:: Given entries

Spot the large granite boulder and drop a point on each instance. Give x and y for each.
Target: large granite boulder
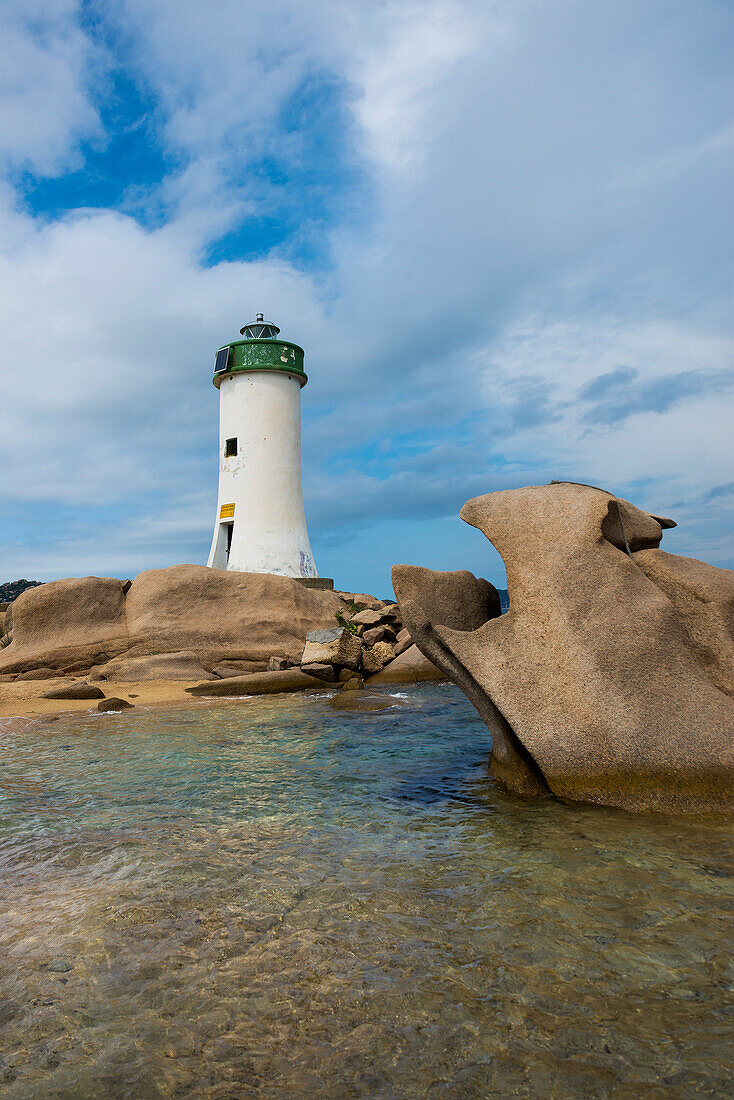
(610, 679)
(409, 668)
(258, 683)
(247, 615)
(64, 624)
(72, 625)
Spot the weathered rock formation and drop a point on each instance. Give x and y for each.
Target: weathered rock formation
(611, 678)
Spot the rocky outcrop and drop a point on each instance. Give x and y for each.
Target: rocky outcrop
(412, 667)
(70, 626)
(610, 679)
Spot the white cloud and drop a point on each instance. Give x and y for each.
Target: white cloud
(45, 108)
(506, 261)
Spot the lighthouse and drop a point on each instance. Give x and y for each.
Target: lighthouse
(261, 523)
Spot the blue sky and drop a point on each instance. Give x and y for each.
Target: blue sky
(502, 231)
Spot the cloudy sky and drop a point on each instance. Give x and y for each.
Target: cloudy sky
(501, 229)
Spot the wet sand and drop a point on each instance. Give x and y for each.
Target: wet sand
(23, 697)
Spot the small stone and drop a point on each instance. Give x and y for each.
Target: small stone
(380, 633)
(367, 618)
(278, 664)
(326, 672)
(336, 646)
(78, 690)
(113, 704)
(59, 966)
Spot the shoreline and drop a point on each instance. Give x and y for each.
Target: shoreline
(21, 701)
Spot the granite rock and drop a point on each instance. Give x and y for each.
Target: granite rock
(606, 680)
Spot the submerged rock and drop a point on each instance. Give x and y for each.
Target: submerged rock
(113, 703)
(336, 646)
(609, 680)
(362, 702)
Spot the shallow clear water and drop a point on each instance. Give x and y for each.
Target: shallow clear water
(274, 899)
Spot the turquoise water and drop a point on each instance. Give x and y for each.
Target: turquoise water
(273, 899)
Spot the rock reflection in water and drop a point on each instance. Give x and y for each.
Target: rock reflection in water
(273, 899)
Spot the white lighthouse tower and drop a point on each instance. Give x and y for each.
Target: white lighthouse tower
(261, 524)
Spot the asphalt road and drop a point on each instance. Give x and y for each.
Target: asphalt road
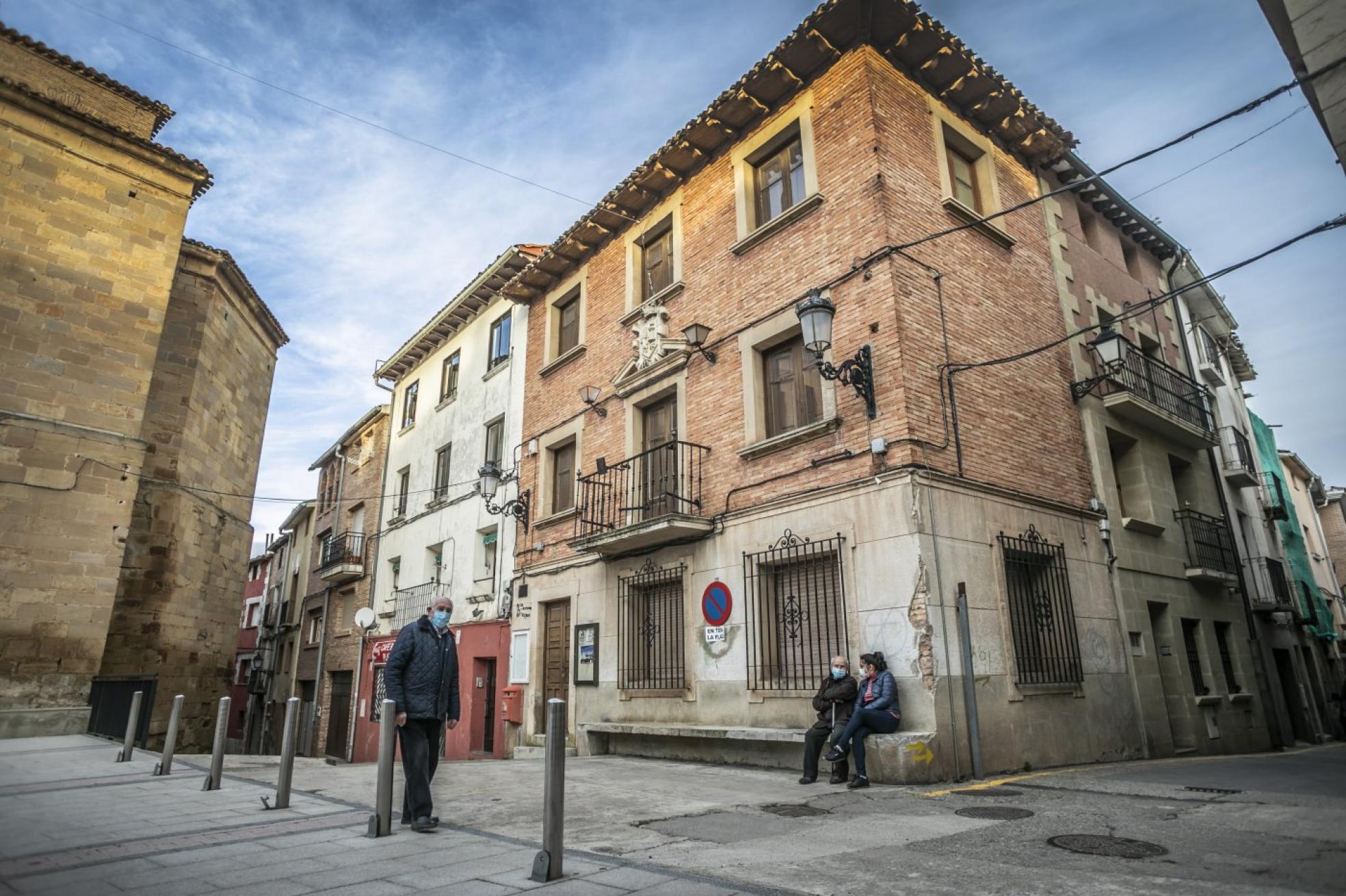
(1283, 828)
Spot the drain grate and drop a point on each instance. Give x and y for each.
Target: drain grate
(994, 813)
(1111, 847)
(795, 811)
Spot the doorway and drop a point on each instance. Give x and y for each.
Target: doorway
(556, 655)
(659, 427)
(338, 716)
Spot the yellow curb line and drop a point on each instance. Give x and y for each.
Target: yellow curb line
(1011, 779)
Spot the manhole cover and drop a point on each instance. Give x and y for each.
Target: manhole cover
(1112, 847)
(795, 811)
(991, 791)
(994, 813)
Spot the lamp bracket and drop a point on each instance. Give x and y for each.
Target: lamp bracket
(856, 373)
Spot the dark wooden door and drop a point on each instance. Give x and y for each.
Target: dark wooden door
(556, 655)
(338, 715)
(660, 458)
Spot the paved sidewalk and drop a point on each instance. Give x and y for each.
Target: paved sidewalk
(75, 821)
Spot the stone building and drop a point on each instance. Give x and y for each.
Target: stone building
(120, 361)
(458, 393)
(346, 527)
(738, 518)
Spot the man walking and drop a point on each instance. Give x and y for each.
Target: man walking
(421, 678)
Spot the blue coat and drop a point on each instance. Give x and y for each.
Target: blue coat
(884, 693)
(421, 672)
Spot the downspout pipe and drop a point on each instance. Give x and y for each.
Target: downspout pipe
(1258, 649)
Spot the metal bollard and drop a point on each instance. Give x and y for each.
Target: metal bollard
(381, 822)
(546, 864)
(170, 737)
(287, 754)
(217, 754)
(132, 723)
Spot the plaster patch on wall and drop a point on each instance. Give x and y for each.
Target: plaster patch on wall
(920, 618)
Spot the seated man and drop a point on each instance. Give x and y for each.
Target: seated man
(834, 704)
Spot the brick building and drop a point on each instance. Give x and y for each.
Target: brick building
(346, 525)
(128, 354)
(726, 464)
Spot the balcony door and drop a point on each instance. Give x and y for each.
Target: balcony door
(659, 459)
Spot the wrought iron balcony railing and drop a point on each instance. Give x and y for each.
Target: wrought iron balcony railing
(1272, 585)
(410, 603)
(659, 482)
(1211, 545)
(346, 549)
(1162, 386)
(1272, 495)
(1236, 458)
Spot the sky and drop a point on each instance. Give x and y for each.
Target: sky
(356, 237)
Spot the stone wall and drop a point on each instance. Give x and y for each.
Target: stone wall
(93, 220)
(176, 605)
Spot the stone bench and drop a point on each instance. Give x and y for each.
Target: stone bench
(903, 758)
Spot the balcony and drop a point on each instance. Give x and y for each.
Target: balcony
(644, 501)
(410, 603)
(1236, 459)
(342, 557)
(1152, 395)
(1272, 588)
(1211, 548)
(1272, 497)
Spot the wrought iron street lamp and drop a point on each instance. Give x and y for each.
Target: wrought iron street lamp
(589, 395)
(695, 335)
(1111, 349)
(490, 484)
(815, 315)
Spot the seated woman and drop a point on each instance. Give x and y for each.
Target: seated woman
(875, 712)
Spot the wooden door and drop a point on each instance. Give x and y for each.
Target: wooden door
(660, 467)
(556, 655)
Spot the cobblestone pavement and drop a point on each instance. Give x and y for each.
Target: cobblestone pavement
(76, 821)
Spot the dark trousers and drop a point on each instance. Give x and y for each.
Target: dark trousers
(421, 741)
(813, 741)
(865, 723)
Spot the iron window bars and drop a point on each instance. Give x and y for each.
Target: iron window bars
(1042, 612)
(1211, 545)
(655, 484)
(650, 629)
(797, 614)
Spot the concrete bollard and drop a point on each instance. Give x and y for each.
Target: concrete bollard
(132, 724)
(170, 737)
(546, 864)
(287, 754)
(381, 822)
(217, 754)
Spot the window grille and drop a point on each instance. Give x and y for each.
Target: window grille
(797, 614)
(1042, 614)
(650, 629)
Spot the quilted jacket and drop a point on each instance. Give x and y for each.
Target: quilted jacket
(421, 672)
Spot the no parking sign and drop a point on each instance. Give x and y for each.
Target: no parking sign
(716, 603)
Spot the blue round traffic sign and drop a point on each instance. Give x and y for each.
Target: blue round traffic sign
(716, 603)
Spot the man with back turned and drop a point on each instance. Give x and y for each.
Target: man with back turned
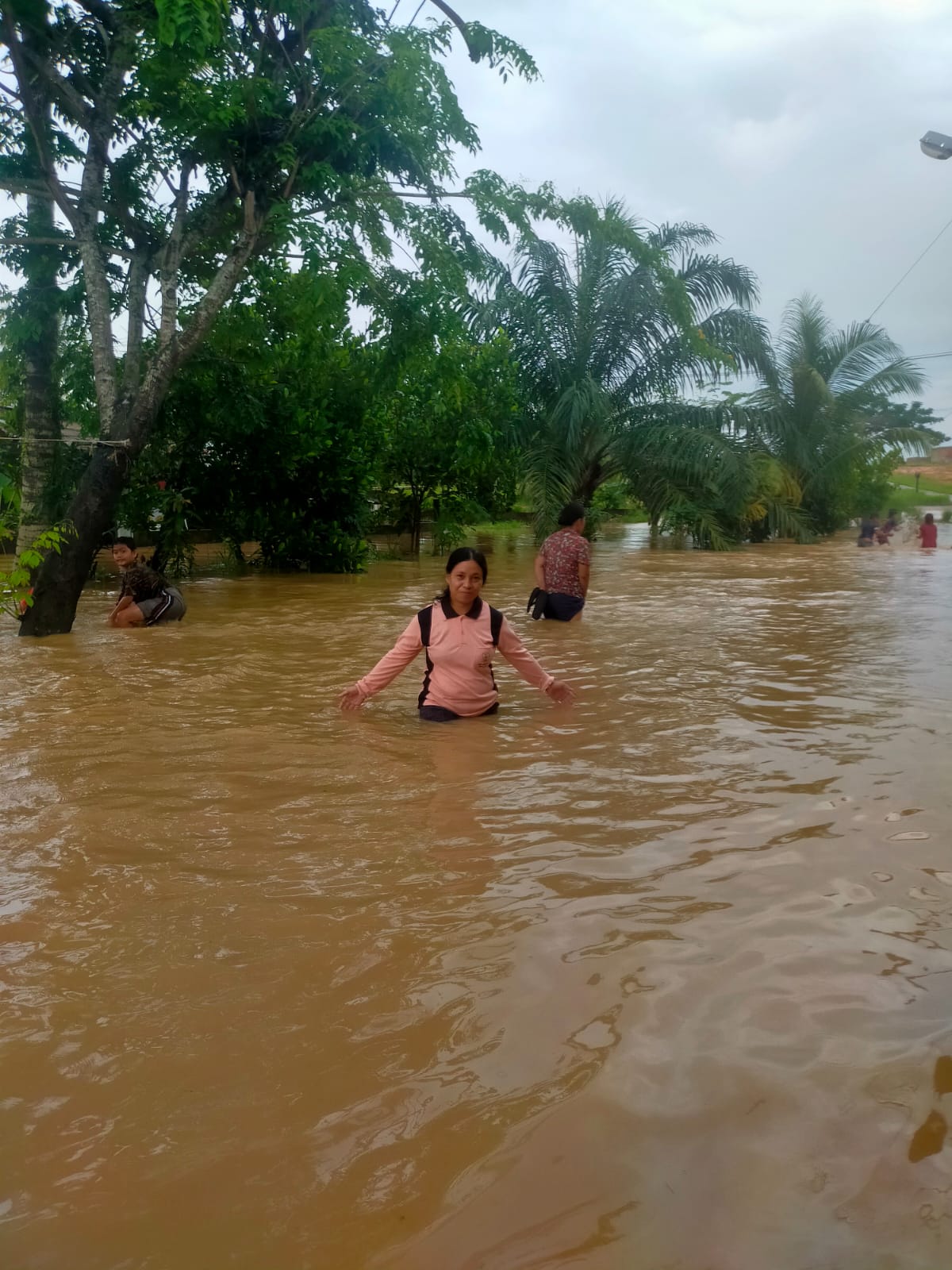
(562, 568)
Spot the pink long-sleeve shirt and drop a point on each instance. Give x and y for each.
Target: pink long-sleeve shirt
(460, 660)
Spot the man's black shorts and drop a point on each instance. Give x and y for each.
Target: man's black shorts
(562, 609)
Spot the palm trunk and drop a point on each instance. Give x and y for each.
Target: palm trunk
(63, 577)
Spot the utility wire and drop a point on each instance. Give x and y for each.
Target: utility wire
(911, 270)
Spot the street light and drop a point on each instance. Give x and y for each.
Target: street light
(936, 145)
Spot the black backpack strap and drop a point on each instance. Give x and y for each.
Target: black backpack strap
(495, 625)
(425, 619)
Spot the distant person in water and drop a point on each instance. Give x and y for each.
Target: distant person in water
(869, 529)
(562, 569)
(460, 634)
(145, 597)
(889, 527)
(928, 531)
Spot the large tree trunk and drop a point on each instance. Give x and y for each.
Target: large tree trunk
(61, 579)
(40, 321)
(40, 302)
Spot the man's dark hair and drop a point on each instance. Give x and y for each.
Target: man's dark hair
(570, 514)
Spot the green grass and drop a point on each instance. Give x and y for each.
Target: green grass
(501, 527)
(939, 484)
(905, 499)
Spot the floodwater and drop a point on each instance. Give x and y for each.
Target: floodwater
(662, 981)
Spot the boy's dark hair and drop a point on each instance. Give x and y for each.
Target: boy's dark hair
(570, 514)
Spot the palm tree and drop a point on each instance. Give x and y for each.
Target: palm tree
(820, 408)
(607, 334)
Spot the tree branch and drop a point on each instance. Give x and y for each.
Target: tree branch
(460, 25)
(36, 117)
(171, 260)
(136, 308)
(168, 359)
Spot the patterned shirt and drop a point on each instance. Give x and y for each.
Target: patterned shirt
(562, 552)
(140, 582)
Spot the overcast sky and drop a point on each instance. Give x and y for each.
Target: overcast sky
(789, 126)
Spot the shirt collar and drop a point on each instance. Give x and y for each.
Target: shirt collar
(450, 613)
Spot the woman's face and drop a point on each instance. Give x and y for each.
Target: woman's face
(124, 556)
(465, 583)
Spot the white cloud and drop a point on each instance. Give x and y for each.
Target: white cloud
(789, 126)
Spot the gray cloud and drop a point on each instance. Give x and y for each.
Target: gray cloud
(791, 129)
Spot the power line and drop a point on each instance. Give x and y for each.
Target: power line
(911, 270)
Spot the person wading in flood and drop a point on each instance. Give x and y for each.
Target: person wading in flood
(562, 569)
(145, 597)
(460, 633)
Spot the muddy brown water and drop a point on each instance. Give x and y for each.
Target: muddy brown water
(663, 979)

::::

Problem details:
Could you retype exactly the lines above, starting at the line that contains "Spot the sky" and ending at the line that contains "Spot the balcony and", and nothing more?

Reply:
Spot the sky and drop a point on each instance. Give x and y for each.
Target: sky
(356, 237)
Spot the stone wall and drop a point on each instance. Give x and y for each.
Target: stone wall
(93, 220)
(176, 605)
Spot the stone bench and drop a point on each instance. Give x and y for each.
Target: stone bench
(903, 758)
Spot the balcony and drop a point on each instance. Give x and y for each.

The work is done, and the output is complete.